**STORED DATA**
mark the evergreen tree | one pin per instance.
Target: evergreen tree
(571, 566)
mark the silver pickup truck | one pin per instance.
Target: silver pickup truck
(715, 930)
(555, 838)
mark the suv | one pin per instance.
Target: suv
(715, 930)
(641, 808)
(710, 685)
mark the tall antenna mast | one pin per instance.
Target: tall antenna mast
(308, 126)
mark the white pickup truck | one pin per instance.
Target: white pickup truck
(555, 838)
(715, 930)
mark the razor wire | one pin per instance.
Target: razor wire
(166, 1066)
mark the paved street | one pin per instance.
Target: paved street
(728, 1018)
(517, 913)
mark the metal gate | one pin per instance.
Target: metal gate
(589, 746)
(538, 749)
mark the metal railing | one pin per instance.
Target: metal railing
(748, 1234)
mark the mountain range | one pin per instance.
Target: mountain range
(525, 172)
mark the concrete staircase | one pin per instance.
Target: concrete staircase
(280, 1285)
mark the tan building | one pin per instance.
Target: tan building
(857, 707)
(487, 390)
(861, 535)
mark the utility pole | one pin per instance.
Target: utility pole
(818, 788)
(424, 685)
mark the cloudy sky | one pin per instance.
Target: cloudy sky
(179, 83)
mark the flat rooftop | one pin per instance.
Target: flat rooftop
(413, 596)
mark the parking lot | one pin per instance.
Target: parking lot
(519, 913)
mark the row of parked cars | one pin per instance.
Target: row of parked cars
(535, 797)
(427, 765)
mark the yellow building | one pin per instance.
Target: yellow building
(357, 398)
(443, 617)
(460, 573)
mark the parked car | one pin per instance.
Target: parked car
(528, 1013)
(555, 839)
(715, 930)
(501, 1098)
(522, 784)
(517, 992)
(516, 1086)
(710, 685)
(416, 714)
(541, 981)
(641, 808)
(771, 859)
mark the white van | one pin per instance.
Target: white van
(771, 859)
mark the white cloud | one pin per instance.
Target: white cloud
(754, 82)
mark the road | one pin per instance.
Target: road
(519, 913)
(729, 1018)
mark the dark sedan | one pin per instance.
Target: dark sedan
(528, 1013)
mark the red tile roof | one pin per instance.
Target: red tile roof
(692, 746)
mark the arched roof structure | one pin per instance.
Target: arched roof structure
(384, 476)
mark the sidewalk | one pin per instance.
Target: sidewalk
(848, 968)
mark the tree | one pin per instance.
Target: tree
--
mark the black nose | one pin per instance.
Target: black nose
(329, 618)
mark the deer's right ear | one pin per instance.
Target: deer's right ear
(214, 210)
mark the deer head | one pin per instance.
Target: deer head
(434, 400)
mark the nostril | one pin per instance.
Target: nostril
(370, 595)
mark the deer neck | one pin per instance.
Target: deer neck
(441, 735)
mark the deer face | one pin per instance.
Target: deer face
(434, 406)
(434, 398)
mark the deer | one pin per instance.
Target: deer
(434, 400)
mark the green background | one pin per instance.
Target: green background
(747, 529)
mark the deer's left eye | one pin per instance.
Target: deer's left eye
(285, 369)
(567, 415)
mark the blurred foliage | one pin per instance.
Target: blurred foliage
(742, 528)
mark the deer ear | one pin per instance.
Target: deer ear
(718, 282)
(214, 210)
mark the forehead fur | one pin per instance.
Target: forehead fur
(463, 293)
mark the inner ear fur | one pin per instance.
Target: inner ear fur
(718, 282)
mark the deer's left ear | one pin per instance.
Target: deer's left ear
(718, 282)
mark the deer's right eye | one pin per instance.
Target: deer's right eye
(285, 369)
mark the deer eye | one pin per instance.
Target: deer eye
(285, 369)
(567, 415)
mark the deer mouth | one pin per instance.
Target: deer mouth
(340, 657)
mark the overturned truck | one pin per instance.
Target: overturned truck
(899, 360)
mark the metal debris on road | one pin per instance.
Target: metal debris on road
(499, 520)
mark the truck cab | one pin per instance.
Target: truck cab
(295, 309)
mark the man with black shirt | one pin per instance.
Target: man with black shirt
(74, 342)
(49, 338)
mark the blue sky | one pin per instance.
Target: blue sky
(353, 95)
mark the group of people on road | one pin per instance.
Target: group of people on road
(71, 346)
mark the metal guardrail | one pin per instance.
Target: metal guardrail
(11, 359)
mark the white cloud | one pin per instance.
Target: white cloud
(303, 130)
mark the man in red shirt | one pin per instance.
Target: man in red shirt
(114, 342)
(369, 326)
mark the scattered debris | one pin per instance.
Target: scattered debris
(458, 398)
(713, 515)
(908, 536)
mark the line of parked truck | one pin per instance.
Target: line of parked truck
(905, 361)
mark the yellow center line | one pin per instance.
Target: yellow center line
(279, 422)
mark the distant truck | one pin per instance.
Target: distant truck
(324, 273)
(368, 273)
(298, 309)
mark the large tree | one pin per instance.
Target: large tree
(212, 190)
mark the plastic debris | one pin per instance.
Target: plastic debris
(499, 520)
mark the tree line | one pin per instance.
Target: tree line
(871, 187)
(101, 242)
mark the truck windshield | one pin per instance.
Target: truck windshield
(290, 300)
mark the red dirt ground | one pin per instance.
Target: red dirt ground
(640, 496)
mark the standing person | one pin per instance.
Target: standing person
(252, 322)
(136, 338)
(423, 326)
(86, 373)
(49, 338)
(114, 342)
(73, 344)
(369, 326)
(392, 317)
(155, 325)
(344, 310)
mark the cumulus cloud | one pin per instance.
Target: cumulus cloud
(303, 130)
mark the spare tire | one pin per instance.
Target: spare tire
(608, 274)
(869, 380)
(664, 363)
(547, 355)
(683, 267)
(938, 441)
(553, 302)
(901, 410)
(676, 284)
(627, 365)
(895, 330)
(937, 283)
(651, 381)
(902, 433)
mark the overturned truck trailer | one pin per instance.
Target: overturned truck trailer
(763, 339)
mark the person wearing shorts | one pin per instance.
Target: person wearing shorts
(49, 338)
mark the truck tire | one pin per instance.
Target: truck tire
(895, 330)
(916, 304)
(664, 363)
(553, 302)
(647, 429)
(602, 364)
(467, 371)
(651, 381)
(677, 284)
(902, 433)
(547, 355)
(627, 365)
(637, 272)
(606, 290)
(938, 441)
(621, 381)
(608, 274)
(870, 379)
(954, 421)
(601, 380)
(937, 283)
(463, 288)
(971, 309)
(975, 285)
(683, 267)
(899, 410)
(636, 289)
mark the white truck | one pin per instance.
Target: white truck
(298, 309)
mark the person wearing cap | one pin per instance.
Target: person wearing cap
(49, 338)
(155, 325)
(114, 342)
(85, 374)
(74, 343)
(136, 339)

**DIRECTIONS FOR THIS TASK**
The answer is the lines above between the line holding "Target: standing person" and the line holding "mark the spare tire | one pin per instance.", inclusive, each written out exactly, and no others.

**YOUR RESPONSE**
Target: standing person
(252, 322)
(136, 338)
(423, 326)
(86, 373)
(49, 338)
(114, 342)
(73, 344)
(369, 326)
(392, 317)
(155, 325)
(344, 310)
mark the cumulus cloud | one pin per instance.
Target: cumulus cloud
(303, 130)
mark the spare tire | one pin per instance.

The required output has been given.